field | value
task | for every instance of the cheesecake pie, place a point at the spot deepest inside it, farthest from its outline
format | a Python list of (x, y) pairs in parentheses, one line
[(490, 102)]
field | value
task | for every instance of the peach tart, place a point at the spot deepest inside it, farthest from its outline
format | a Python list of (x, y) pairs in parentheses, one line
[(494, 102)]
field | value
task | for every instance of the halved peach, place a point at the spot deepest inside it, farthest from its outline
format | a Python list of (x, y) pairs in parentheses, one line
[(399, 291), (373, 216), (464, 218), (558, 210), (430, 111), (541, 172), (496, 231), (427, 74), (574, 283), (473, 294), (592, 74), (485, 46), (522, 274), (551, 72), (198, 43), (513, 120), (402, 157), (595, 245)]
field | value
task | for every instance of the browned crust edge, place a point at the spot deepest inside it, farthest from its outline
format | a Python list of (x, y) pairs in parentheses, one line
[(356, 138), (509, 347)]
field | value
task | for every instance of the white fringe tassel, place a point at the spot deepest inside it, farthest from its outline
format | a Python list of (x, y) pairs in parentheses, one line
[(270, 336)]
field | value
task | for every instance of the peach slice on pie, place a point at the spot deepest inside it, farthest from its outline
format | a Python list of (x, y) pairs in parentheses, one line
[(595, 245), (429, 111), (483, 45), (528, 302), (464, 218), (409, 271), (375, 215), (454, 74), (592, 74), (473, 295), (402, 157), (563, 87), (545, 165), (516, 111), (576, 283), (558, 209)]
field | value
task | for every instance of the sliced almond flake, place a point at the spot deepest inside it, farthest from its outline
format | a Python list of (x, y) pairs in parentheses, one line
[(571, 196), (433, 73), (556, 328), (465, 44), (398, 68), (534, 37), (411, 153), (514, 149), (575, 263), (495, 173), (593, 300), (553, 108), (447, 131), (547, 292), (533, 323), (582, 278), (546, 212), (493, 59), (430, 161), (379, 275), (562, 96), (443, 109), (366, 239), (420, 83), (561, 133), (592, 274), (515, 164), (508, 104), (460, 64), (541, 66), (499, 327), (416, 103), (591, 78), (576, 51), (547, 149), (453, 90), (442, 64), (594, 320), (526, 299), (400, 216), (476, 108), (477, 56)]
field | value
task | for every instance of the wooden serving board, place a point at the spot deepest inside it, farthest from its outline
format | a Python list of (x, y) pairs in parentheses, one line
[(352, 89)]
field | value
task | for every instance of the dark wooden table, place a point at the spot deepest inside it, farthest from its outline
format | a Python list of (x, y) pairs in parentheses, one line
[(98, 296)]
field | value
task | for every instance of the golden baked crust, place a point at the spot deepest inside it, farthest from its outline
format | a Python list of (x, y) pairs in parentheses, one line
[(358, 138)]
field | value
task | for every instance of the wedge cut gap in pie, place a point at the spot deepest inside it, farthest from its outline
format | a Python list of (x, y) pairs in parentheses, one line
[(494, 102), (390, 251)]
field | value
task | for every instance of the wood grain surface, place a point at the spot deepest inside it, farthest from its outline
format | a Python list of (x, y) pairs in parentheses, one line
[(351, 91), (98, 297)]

◆ ◆ ◆

* What to do
Exactly as shown above, return every record.

* Written response
field | value
task | for every instance of the cheesecake pie, place a point at the spot deepest inside it, farthest from its outline
format | a Python list of (x, y) pairs in parentheses, one line
[(490, 102)]
field | value
task | for every instance of the peach tart, place a point at the spot deepest inside it, farthest from its outline
format | a Python list of (x, y) pairs in parentheses, one line
[(494, 102)]
field | value
task | for every instance of the halved peach, place a point at the spot deepest inside it, farthest from its outline
format | a Python list of (x, y) pairs in parentheses, one line
[(399, 291), (373, 216), (464, 218), (558, 210), (430, 111), (541, 172), (496, 231), (427, 74), (574, 283), (473, 294), (592, 74), (485, 46), (522, 274), (551, 72), (198, 43), (513, 120), (402, 157), (595, 245)]
field | value
task | for every instance of the browned crust edge, place a point at the spot deepest inside it, farthest from its outline
format | a Python list of (x, y) pairs in parentheses, one line
[(356, 138), (509, 347)]
field | value
task | for every instance of the white fringe tassel, place a point at the spot deepest inside it, farthest from its outline
format | a Python list of (x, y) pairs in parentheses, one line
[(270, 336)]
field | value
task | for every instance of the peach slice on pie, place a point at the spot deepest inside it, farthest from its outline
format | a Python list of (x, y) pairs in parentheses, one line
[(595, 245), (429, 111), (483, 45), (528, 302), (464, 218), (409, 271), (375, 215), (454, 74), (592, 74), (473, 295), (402, 157), (563, 87), (545, 165), (516, 111), (576, 283), (558, 209)]
field | value
task | for every instance of the sliced almond flake, place a point at the spot deepest inside it, farthest from its outline
format | a Python list of (x, y) pairs in parentheses, one line
[(571, 196), (433, 73), (556, 328), (465, 44), (398, 68), (534, 37), (411, 153), (514, 149), (575, 263), (495, 173), (593, 300), (553, 108), (447, 131), (547, 292), (533, 323), (582, 278), (546, 212), (493, 59), (430, 161), (379, 275), (562, 96), (443, 109), (366, 239), (420, 83), (561, 133), (592, 274), (515, 164), (508, 104), (460, 64), (541, 66), (499, 327), (416, 103), (591, 78), (576, 51), (547, 149), (453, 90), (442, 64), (594, 320), (526, 299), (400, 216), (476, 108), (477, 56)]
field | value
task | for every instance of the wooden serving board, place a point at the spot deepest inside it, farthest from its outline
format | a Python list of (x, y) pairs in parentheses, one line
[(352, 89)]
field | value
task | for every instance of the dark wooden table, place a point at the spot deepest inside it, farthest from its outline
format | a Python list of (x, y) pairs in parentheses, one line
[(98, 296)]
field | value
task | for every instance of the golden baked crust, place a point at the spot deepest inside it, farthest from its outline
format | a Python list of (x, y) pairs in parentheses, one line
[(358, 138)]
field | value
task | for every instance of the wedge cut gap in pie, place a point at the spot deepest inside it, farthest from its outline
format | a Python list of (x, y) pairs in parentheses, one line
[(494, 102), (390, 251)]
field | value
task | for every instance of the wood grain surface, place a point at the spot deepest inside it, farthest from its outline
format | a Python list of (x, y) pairs in parentheses, one line
[(351, 91), (98, 297)]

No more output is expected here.